■ YOUR ASSIGNMENT ■
Using the records below, give again exactly the lines from the line that contains "Target: rusty metal sheet" through the line that contains "Reviewer note: confirm one keypoint per instance of the weed;", both ends included, and only those.
[MATERIAL SHOWN]
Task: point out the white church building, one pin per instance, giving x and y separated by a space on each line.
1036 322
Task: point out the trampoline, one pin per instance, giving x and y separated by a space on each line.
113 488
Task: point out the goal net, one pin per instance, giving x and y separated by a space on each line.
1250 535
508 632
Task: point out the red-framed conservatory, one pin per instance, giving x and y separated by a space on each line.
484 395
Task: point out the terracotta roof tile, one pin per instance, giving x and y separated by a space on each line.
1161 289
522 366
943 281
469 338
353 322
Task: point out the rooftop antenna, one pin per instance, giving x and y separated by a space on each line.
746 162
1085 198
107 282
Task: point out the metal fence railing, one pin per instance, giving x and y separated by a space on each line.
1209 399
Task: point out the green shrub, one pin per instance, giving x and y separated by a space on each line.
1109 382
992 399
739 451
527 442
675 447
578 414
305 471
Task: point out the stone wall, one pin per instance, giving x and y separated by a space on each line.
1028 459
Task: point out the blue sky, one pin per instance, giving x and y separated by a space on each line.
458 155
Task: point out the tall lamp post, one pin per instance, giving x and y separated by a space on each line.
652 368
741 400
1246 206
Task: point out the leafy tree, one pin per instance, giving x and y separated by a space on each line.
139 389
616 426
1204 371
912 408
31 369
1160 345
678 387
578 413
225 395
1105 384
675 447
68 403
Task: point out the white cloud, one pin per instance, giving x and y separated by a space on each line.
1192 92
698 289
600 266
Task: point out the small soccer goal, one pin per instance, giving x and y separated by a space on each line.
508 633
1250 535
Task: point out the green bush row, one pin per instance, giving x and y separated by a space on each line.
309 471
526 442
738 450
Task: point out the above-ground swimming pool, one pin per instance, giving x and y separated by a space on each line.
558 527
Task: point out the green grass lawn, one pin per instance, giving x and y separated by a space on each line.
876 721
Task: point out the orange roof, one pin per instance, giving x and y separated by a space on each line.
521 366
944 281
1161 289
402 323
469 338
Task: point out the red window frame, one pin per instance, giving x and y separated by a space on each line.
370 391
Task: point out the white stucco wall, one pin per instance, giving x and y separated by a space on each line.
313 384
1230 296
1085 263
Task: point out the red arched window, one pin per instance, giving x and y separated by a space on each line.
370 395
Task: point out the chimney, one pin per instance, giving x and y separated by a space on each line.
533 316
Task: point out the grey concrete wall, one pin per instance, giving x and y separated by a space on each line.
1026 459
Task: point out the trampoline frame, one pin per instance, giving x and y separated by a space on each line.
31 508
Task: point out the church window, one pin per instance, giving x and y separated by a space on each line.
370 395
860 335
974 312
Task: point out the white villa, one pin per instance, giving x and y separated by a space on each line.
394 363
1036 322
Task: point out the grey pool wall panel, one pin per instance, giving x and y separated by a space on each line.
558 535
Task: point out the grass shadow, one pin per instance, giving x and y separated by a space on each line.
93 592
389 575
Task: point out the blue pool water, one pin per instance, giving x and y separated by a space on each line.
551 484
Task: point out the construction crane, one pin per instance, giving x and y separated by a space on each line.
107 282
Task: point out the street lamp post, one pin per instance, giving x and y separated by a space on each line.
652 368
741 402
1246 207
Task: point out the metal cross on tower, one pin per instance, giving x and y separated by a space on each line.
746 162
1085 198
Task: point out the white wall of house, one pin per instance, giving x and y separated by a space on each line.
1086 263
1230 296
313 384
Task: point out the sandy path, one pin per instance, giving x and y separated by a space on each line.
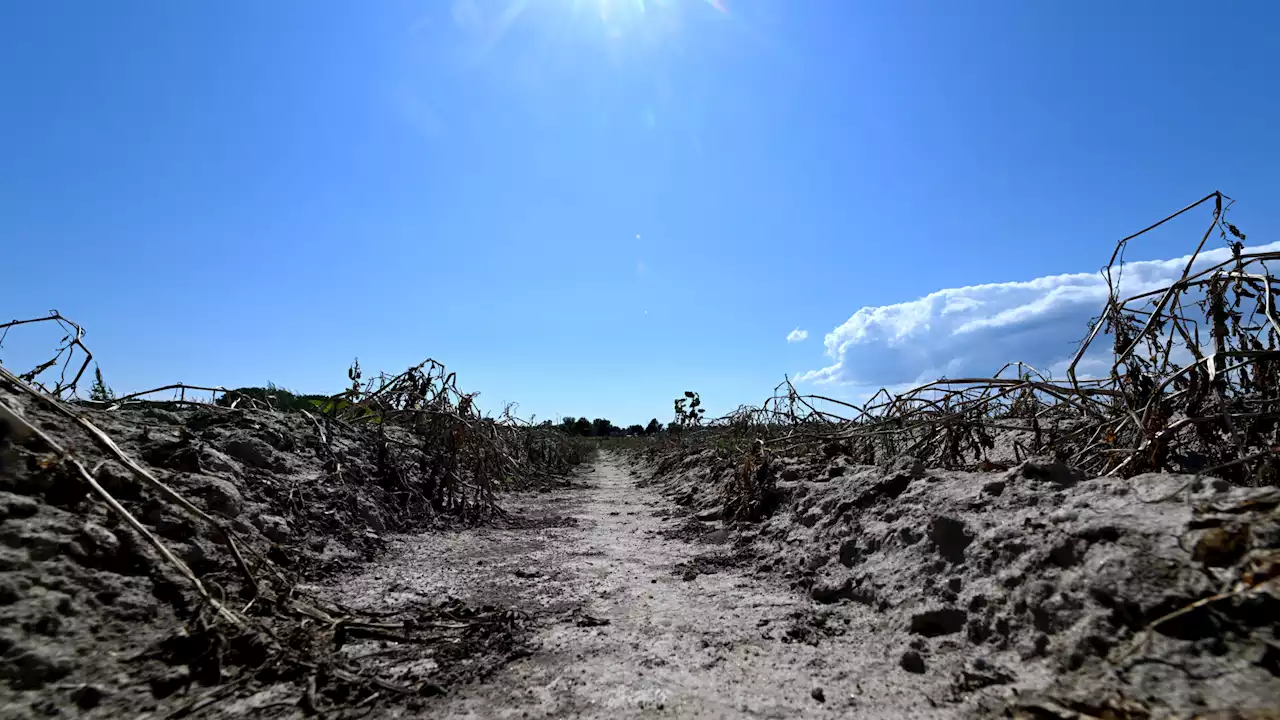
712 646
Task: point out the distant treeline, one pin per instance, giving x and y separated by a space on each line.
602 427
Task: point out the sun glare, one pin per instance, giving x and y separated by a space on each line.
620 16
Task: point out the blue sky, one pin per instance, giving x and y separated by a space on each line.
592 206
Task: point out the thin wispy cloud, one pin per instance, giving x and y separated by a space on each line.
973 331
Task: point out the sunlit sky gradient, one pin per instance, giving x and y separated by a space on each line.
592 206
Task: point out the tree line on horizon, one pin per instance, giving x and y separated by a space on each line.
602 427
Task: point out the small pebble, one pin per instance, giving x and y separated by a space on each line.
913 661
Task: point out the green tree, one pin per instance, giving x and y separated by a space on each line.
100 392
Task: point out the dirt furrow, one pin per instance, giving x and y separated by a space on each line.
634 621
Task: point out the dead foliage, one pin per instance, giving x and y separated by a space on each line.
254 627
1193 386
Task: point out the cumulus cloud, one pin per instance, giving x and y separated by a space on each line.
973 331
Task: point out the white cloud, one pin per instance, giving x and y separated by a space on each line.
973 331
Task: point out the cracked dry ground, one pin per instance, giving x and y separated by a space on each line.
634 621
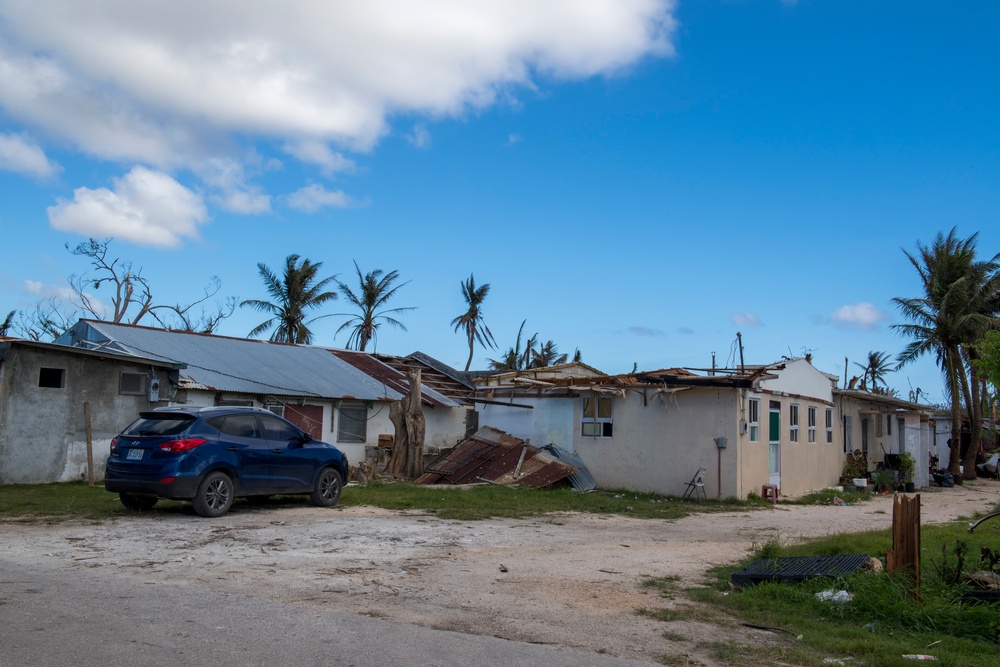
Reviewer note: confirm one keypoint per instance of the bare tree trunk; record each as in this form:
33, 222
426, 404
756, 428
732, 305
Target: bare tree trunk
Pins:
407, 416
975, 418
955, 454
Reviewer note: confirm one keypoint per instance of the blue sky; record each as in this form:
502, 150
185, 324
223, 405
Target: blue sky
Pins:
637, 179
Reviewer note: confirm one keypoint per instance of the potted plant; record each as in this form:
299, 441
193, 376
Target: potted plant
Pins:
884, 480
907, 466
855, 467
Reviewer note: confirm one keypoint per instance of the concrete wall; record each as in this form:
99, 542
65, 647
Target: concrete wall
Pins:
911, 432
43, 436
805, 466
445, 427
548, 421
660, 440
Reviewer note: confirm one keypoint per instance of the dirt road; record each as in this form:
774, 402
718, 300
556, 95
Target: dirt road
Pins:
568, 580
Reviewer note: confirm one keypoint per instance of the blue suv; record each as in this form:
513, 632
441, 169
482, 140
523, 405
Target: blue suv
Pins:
213, 455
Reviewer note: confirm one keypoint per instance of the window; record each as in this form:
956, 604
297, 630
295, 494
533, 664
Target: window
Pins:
132, 384
240, 426
278, 430
352, 423
52, 378
597, 422
864, 437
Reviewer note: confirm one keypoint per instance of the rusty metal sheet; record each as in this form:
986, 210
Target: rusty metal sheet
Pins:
497, 457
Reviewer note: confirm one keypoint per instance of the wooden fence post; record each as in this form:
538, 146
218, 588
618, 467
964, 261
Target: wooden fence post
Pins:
905, 552
90, 444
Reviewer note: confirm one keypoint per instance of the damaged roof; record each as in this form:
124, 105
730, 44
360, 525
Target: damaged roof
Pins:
245, 366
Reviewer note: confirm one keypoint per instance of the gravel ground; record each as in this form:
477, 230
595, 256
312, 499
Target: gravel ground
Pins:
571, 580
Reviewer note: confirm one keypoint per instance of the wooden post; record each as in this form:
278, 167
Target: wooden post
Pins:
90, 444
905, 552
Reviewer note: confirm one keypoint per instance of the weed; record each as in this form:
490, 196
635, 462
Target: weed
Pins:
665, 615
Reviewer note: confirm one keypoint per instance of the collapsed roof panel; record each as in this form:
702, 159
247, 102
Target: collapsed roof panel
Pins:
491, 455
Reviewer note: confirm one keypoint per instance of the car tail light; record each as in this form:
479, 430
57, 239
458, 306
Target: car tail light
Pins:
182, 445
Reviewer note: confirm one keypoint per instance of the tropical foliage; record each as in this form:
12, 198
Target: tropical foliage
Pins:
374, 290
471, 321
875, 369
297, 292
530, 354
959, 305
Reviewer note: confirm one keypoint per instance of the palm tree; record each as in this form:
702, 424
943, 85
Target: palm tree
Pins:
952, 313
297, 292
547, 355
8, 322
471, 321
514, 359
374, 290
876, 369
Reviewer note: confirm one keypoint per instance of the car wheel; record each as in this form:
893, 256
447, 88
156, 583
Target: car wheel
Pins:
326, 492
215, 495
137, 503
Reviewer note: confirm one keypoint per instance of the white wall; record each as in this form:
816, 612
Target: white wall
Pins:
549, 421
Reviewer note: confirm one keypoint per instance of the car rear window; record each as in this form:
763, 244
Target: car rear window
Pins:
159, 425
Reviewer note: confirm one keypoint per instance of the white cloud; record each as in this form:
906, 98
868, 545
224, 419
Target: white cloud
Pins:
172, 84
232, 192
145, 207
20, 155
419, 136
864, 316
646, 332
319, 154
745, 319
314, 197
42, 291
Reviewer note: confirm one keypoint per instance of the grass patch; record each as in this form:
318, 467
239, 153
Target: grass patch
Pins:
883, 621
665, 615
489, 501
77, 500
828, 497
[/MATERIAL SHOWN]
■ EXPECTED ANSWER ■
Target: rusty metal sheet
Pins:
497, 457
Reviewer note: confirm one keypoint per instance of the wooden fence post; record each as in this form:
538, 146
218, 588
618, 467
964, 261
Target: wooden fence post
Pins:
905, 552
90, 444
Reviewer note: confirm one keypoint per instance of the damaged roof; record each as in this form:
124, 105
730, 44
360, 525
Target: damaged roof
Pins:
245, 366
Reviewer note: confirm one keypoint per instance of the gravel ground; record each as in this form:
477, 230
595, 256
312, 499
Target: gravel ground
Pins:
571, 580
Reviewer note: confirm one keypoint per instance of the wooden post; record each as in this form:
278, 167
Target: wooden post
Pins:
90, 444
905, 552
Reviewer note: confirm one keypoint per instance of the weed; record each as in this form:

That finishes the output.